To be done: Output the material below as a two-column CSV with one row for each "Locate" line. Put that line in a column named instruction and its points in a column named coordinates. Wrap each field in double quotes, and join multiple lines within a field with spaces.

┏━━

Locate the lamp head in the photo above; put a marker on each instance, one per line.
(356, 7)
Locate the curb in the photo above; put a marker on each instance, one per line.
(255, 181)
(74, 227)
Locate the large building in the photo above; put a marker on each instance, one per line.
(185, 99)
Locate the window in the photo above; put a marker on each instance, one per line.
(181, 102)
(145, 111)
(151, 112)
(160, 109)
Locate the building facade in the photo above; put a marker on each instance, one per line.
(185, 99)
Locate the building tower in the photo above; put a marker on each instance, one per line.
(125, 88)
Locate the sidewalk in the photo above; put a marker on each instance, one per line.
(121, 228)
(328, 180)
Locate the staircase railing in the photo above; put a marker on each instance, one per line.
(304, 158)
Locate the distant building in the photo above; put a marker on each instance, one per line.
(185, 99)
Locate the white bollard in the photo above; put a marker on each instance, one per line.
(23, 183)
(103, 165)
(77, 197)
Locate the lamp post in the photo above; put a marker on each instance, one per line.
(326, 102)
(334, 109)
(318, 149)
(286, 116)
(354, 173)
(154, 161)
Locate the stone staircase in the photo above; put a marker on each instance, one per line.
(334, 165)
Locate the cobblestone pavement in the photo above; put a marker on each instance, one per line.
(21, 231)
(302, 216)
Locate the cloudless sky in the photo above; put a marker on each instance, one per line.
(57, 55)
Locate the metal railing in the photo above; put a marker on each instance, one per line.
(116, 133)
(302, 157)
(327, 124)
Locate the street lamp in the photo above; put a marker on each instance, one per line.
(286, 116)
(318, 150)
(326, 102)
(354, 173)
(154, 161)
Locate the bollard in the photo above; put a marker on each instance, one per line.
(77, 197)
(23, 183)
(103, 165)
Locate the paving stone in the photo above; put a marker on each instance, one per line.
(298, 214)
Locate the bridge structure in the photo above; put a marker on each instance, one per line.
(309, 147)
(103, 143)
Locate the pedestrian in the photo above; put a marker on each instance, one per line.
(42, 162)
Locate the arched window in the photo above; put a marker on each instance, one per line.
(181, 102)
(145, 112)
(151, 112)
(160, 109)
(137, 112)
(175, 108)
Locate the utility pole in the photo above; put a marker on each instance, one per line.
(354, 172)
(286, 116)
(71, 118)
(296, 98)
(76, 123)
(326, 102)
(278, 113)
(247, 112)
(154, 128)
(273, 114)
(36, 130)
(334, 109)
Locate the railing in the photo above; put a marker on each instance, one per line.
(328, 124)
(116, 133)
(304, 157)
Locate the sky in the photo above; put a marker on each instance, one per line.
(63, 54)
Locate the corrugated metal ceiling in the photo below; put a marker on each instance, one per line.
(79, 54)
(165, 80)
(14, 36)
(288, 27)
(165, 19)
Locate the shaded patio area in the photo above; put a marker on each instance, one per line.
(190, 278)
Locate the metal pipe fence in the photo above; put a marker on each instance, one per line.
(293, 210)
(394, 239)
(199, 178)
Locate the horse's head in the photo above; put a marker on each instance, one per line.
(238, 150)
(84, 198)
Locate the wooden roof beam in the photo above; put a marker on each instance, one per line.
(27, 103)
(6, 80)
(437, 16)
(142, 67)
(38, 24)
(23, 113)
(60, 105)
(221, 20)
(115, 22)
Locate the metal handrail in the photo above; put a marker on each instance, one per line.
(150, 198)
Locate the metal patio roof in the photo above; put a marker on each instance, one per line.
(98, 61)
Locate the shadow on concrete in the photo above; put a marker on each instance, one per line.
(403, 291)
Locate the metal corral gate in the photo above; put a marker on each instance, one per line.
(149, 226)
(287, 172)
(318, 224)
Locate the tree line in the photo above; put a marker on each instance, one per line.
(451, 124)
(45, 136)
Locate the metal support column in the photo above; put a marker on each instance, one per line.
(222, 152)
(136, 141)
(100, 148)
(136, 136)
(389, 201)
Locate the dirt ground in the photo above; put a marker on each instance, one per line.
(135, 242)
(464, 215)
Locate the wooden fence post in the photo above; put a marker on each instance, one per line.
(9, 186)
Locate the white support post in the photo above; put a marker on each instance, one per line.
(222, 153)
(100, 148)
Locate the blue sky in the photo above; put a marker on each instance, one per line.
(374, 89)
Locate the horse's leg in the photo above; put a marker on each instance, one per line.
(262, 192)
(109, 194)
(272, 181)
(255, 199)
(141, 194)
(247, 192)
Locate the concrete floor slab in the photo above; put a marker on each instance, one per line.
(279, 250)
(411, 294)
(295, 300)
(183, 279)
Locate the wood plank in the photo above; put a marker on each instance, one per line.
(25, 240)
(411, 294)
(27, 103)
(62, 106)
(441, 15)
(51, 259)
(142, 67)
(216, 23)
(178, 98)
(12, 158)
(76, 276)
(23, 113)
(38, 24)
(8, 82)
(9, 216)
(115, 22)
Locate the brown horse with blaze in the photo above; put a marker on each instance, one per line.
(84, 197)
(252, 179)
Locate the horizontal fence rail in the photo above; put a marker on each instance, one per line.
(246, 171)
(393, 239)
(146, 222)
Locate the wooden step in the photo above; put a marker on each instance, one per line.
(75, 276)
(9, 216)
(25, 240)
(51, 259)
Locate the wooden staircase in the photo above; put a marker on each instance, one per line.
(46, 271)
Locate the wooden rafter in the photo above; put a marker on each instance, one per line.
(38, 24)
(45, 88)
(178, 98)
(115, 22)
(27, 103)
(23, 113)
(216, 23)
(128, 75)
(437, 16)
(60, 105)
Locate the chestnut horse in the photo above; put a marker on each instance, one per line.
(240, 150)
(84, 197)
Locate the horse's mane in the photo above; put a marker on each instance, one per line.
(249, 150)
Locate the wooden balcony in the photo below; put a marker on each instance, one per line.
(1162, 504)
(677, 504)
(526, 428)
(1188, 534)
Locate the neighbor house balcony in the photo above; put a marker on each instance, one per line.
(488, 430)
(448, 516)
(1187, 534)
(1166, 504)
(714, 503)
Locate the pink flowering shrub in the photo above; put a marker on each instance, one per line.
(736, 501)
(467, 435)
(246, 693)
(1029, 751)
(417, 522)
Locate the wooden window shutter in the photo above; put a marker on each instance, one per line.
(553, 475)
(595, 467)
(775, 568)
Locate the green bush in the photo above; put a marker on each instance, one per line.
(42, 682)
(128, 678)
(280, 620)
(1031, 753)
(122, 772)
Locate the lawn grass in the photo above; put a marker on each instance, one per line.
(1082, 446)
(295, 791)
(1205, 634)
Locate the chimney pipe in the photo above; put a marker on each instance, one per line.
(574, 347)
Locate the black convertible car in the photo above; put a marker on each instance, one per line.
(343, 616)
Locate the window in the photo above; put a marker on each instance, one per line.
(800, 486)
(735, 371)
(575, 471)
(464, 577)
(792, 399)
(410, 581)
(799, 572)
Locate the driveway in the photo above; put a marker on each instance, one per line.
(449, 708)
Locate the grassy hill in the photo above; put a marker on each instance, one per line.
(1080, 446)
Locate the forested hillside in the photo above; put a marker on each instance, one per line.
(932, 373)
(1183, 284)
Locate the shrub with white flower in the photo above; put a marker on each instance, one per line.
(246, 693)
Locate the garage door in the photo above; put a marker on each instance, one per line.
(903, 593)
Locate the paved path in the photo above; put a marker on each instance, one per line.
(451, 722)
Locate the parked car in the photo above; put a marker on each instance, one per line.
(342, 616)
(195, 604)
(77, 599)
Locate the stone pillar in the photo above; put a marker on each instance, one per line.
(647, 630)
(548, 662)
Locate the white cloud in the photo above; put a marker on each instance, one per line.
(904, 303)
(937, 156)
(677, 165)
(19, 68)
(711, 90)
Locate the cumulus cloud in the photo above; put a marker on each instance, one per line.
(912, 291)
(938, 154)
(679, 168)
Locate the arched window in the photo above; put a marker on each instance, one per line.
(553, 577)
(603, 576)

┗━━

Written response:
instruction,coordinates
"Locate the lamp head in the photo above; put a marker on each instance, one per line.","(356, 7)"
"Locate the curb in the photo above; put a marker on each instance, one per line.","(255, 181) (74, 227)"
"Locate the large building in the photo above; put a marker on each instance, one per line.","(185, 99)"
"Locate the window in the photo above; put a marker on each instance, one per line.","(181, 102) (145, 111) (151, 112) (160, 109)"
"Locate the building facade in the photo above; put a marker on each instance, one per line.","(185, 99)"
"Locate the building tower in the photo above; put a marker on each instance, one per line.","(125, 88)"
"Locate the sidewalk in the photo above; put a marker on each instance, one per line.","(121, 228) (328, 180)"
"Locate the staircase railing in the photo above; put a marker on each instance, one per line.","(304, 158)"
"Locate the distant building in the photo above; put a marker on each instance, one per line.","(185, 99)"
"Locate the white bollard in the photo above; put a marker on each instance, one per line.","(23, 183) (103, 165) (77, 197)"
"Locate the lamp post in the photo above; put a marker on each instance, one per line.","(326, 102) (334, 109) (318, 149) (286, 116) (354, 173) (154, 161)"
"Locate the stone staircase in the photo above; put a marker on each instance, one per line.","(334, 165)"
"Locate the cobblestone pavement in the photo above; put a marker on each instance, one per line.","(21, 231) (302, 216)"
"Locate the cloudless sky in the photo above; put a marker on each instance, one per line.","(57, 55)"
"Locate the metal railing in the photo above; put a marker on each instance, one per line.","(116, 133) (302, 157) (327, 124)"
"Locate the street lamp in the photo above; put a marker on each instance, one per line.","(286, 116) (318, 150) (326, 102) (354, 173) (154, 161)"
"Locate the bollard in the photo above; put a marker on each instance, one per line.","(77, 197) (23, 183) (103, 165)"
"Locate the paving stone in the photo above; put a marker on each instance, one per line.","(298, 214)"
"Locate the bridge structure in the photo above; put a marker on each instance, one per line.","(309, 147) (103, 143)"
"Locate the pedestrian in the photo above; put a marker on each instance, one per line.","(42, 162)"
"Locate the arched window in the photo above; put a marker on each instance, one per line.","(181, 102) (145, 112) (151, 112) (160, 109) (137, 112) (175, 108)"
"Locate the utility pole in the photo above; put a marker on each instance, one per line.","(354, 172) (286, 116) (71, 118) (296, 98) (76, 123) (326, 102) (278, 113) (247, 112) (154, 128) (273, 114) (36, 130) (334, 109)"
"Locate the railing in the photo above; put a marker on each instance, one per line.","(328, 124) (116, 133) (304, 157)"
"Locate the sky in the photo above; put a marker on each instance, one per line.","(63, 54)"
"Locate the corrugated metal ceiling in the photo below; put a marker on each instance, one per line.","(79, 54) (165, 80) (14, 36) (288, 27) (165, 19)"
"Locate the shaded patio area in the photo above; put a marker on each instance, one per line.","(190, 278)"
"Locate the metal pipe fence in the photo above; put a marker on each instance, one per line.","(293, 210) (394, 239) (199, 178)"
"Locate the horse's head in the photo above; put a marker on each instance, one per line.","(238, 150) (84, 198)"
"Locate the wooden roof beam in the photo above; put a marker on each instance, one per line.","(27, 103) (6, 80) (437, 16) (142, 67) (38, 24) (23, 113) (60, 105) (221, 20) (115, 22)"
"Locate the metal handrail in the photo above; put a marker on each instance, one per line.","(150, 198)"
"Locate the metal patio roof in the photo above; put a marker on each instance, one per line.","(98, 61)"
"Locate the shadow on concrete in the photo above; put a marker on each instance, one per line.","(403, 291)"
"Locate the metal corral gate in the photo above; put a marker on each instance, one per line.","(149, 226) (287, 172) (318, 224)"
"Locate the tree line in the photo above; put a marker on each instance, one per line.","(451, 124) (45, 136)"
"Locate the metal support column in the photo above; put a marker on each instance, one per line.","(222, 152) (136, 141) (100, 148) (136, 136) (389, 201)"
"Locate the dirt ground in the photo above; put a marker on each instance, one per line.","(135, 242) (464, 215)"
"Locate the wooden fence post in the photo above; put a marker on each instance, one per line.","(9, 186)"
"Locate the white support post in the photo above; put a marker on each instance, one per line.","(222, 153) (100, 148)"
"Locate the blue sky in the photo above; put a marker on each instance, one per line.","(374, 89)"
"Locate the horse's leg in the photo above; put a marker on each instance, one per line.","(262, 192) (109, 194) (272, 181) (255, 199) (141, 194) (247, 192)"
"Locate the concrete floor slab in the photo above; put a marker on each instance, one per line.","(279, 250) (411, 294) (295, 300) (183, 279)"
"Locate the wood plank in the photo above; put a marker on each instance, one per line.","(25, 240) (411, 294) (27, 103) (62, 106) (441, 15) (51, 259) (142, 67) (216, 23) (178, 98) (12, 158) (76, 276) (23, 113) (38, 24) (8, 82) (9, 216) (115, 22)"
"Locate the brown horse with blaze in the photo above; put a marker on each instance, one per line.","(84, 197) (252, 179)"
"Locate the horizontal fence rail in the photo above; put a marker on each instance, one per line.","(246, 171) (393, 239) (146, 222)"
"Locate the wooden step in the photo above; put a marker on each instance, one per line.","(75, 276) (9, 216) (25, 240) (51, 259)"
"Locate the wooden staircase in the photo above; put a marker on each instance, one per line.","(46, 271)"
"Locate the wooden rafter in the photo above; put a marker on each instance, one per line.","(38, 24) (45, 88) (178, 98) (115, 22) (27, 103) (23, 113) (216, 23) (128, 75) (437, 16) (60, 105)"
"Locate the chestnut horse in the photo above; put a marker on each instance, one per line.","(240, 150) (84, 197)"
"Locate the horse's mane in the photo above; put a marker on each instance, one per line.","(249, 150)"
"Locate the wooden balcony in the photo below; put a marker on each instance, one per line.","(1162, 504) (677, 504) (526, 428) (1188, 534)"
"Locate the neighbor house balcony in the photo above; put a marker on each instance, one per line.","(488, 430) (448, 516) (1187, 534) (1166, 504) (714, 503)"
"Locate the pink flowering shrub in the photo above; put a marker on each instance, one per line.","(736, 501) (467, 435) (246, 693) (1029, 751) (417, 522)"
"Locate the wooden window shutter in the photo above; put a marker on each instance, one per line.","(553, 475) (595, 467) (775, 568)"
"Locate the green bush in the photo above; put a marker on each instance, one per line.","(42, 682) (128, 678) (280, 620) (1031, 753) (122, 772)"
"Locate the lawn grass in the photo above; put a marker on each instance, one per line.","(1082, 446) (295, 791) (1205, 634)"
"Locate the chimney pipe in the photo above; put a marker on each instance, one per line.","(574, 347)"
"Locate the black convertible car in the photo above; put a marker on each instance, one per line.","(343, 616)"
"Locate the window in the photo above; put a marker on each instance, one per line.","(800, 486) (735, 371) (575, 471) (464, 577) (792, 399) (410, 581) (799, 572)"
"Locate the driveway in the photo above; put a marker on each instance, one per line.","(449, 708)"
"Locate the grassy hill in the photo above; put a marker on each instance, one per line.","(1080, 446)"
"Locate the forested hillside in the photo above; put a marker on each instance, one per line.","(932, 373) (1183, 284)"
"Locate the shrub with white flower in the photo above; put a marker on each instance, one per line.","(246, 693)"
"Locate the garage door in the photo above; put a marker on each instance, one per line.","(903, 593)"
"Locate the paved path in the photo above; put a marker on each instance, one per line.","(451, 722)"
"Locate the parked car in the photo above; put a marker on each instance, one per line.","(342, 616) (195, 604) (77, 599)"
"Locate the stone pillar in the photo above; put a marker on each instance, one per line.","(647, 630) (548, 662)"
"Locate the white cloud in the photo above; put a marker on each instance, one per line.","(904, 303) (937, 156) (677, 165) (19, 68) (711, 90)"
"Locate the cumulus cloud in the photo above; put a marker on each instance, one per line.","(912, 291) (938, 154) (679, 168)"
"Locate the arched window in the photo above; put a marker on each instance, one per line.","(553, 577) (603, 576)"